GEFORDERTE AUFGABE 1
Beantworte zum Textauszug diese Fragen:
(a) Was gibt es laut dem Elektronik-Prospekt jetzt vielfarbig und zum Aktionspreis?
(b) Von welchem Dichter stammt die Gedichthalbzeile, und wie lautet sie?
(c) In welchem Jahr ist Sloterdijks Buch erschienen?

★ ★ ★ ★ ★ ★ ★

Es ist wieder mal so ein Tag.
Am Frühstückstisch blättere ich im neuen Elektronik-Prospekt des Grossverteilers; die Armbänder, die Schritte zählen, Puls und zurückgelegte Distanzen messen, die Activity-Tracker also, gibt’s jetzt vielfarbig und zum Aktionspreis.
Wir seien eine Trainings-Gesellschaft, hat Peter Sloterdijk vor ein paar Jahren schon geschrieben, angetrieben von einer Gedichthalbzeile Rilkes: „Du musst dein Leben ändern!“ Ein Weg zur Weltverbesserung, und um diese würde es letztlich gehen (müssen), führe über die Selbstverbesserung.
Von all den Tools zur Selbstvermessung, die inzwischen kreiert und auf den Markt gebracht wurden, steht bei Sloterdijk noch nichts; der inzwischen üblich gewordene Begriff des „Quantified Self“ kommt in seinem 2009 erschienenen Buch nicht vor. Begreiflicherweise, denn dieses sich selbst optimierende Selbst konzentriert sich vermutlich nur auf die Verbesserung seiner Physis und denkt kaum daran, sich (auch) moralisch zu verbessern. Andersrum: Es fällt wahrscheinlich leichter, die körperliche Leistungsfähigkeit zu verbessern als die moralische Performanz, ergo trainiert man den Körper und hofft, der Geist mache diese Reise zum Besseren auch mit. Denn immerhin sagten schon die Alten: „Mens sana in corpore sano“.

★ ★ ★ ★ ★ ★ ★

GEFORDERTE AUFGABE 2
Sammle alle Zeilen der Datensätze, in denen das Wort "riding" vorkommt. Groß- und Kleinschreibung sind dabei zu beachten.

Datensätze

★ ★ ★ ★ ★ ★ ★

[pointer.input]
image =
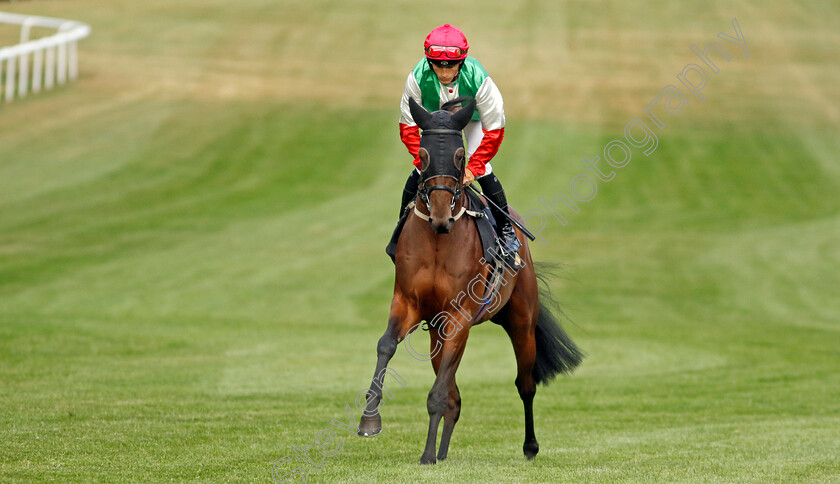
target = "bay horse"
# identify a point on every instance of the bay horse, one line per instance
(438, 255)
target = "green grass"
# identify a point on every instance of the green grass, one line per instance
(192, 267)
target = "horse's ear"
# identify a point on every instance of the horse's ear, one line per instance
(459, 158)
(424, 158)
(463, 116)
(421, 117)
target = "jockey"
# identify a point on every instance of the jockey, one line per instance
(443, 75)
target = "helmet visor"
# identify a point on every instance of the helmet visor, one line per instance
(438, 51)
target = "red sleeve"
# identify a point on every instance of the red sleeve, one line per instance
(410, 136)
(486, 150)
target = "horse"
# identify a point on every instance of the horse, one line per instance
(438, 256)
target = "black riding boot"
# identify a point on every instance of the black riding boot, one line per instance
(493, 190)
(409, 194)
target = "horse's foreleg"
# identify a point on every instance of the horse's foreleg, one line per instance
(403, 318)
(450, 418)
(440, 402)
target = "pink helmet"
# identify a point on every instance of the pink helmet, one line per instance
(446, 43)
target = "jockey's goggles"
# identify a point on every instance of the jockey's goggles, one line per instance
(445, 51)
(445, 63)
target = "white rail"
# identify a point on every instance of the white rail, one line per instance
(55, 58)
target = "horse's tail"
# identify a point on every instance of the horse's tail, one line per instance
(556, 352)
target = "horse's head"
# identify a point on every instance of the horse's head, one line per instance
(442, 160)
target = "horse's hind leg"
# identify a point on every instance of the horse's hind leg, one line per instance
(520, 328)
(403, 318)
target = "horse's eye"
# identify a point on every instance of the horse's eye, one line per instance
(459, 158)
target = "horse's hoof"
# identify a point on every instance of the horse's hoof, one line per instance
(425, 460)
(368, 427)
(531, 449)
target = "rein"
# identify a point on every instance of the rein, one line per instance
(456, 192)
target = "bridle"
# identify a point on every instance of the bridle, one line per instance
(456, 192)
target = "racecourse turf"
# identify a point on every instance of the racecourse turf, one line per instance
(192, 267)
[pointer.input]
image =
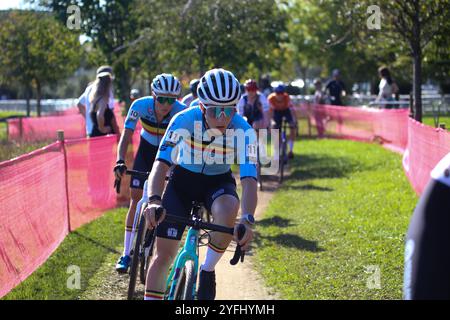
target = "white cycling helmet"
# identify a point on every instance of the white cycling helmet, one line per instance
(166, 85)
(219, 87)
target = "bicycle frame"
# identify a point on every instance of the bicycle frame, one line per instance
(189, 252)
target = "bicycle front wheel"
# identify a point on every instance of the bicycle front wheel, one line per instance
(186, 284)
(136, 258)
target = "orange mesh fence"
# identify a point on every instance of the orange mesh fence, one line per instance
(33, 212)
(426, 147)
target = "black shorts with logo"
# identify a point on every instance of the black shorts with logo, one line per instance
(278, 117)
(184, 187)
(145, 157)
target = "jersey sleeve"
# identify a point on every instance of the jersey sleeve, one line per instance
(264, 103)
(111, 100)
(240, 106)
(175, 132)
(83, 98)
(247, 156)
(132, 116)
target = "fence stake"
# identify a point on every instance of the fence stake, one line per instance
(20, 129)
(60, 136)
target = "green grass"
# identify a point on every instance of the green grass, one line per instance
(9, 150)
(86, 248)
(429, 120)
(345, 207)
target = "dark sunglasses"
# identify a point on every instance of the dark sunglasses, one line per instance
(216, 112)
(163, 100)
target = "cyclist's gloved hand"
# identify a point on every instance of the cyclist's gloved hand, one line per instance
(119, 169)
(246, 239)
(150, 215)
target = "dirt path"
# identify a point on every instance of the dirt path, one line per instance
(239, 282)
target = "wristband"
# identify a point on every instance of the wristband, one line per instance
(154, 197)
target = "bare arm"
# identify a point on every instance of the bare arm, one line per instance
(101, 119)
(249, 196)
(82, 109)
(157, 178)
(156, 182)
(125, 139)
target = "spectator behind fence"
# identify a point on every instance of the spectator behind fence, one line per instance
(83, 100)
(101, 116)
(319, 98)
(335, 89)
(134, 95)
(387, 88)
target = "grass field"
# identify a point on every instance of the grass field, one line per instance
(429, 120)
(9, 150)
(346, 207)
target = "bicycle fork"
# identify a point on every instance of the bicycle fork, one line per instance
(189, 252)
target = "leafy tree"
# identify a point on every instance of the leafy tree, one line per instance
(36, 51)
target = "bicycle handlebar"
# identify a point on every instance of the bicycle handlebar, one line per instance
(138, 173)
(195, 223)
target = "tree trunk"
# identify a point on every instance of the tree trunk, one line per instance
(417, 86)
(28, 93)
(38, 98)
(417, 61)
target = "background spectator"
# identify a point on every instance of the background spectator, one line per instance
(335, 89)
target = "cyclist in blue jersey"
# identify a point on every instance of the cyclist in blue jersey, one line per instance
(202, 141)
(187, 99)
(154, 112)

★ ★ ★ ★ ★ ★ ★

ERGEBNIS DER AUFGABE 1
(a) Die Activity-Tracker, also Armbänder, die Schritte zählen sowie Puls und zurückgelegte Distanzen messen.
(b) Von Rilke; sie lautet „Du musst dein Leben ändern!“
(c) 2009.

ERGEBNIS DER AUFGABE 2
target = "black riding boot"
# identify a point on every instance of the black riding boot, one line per instance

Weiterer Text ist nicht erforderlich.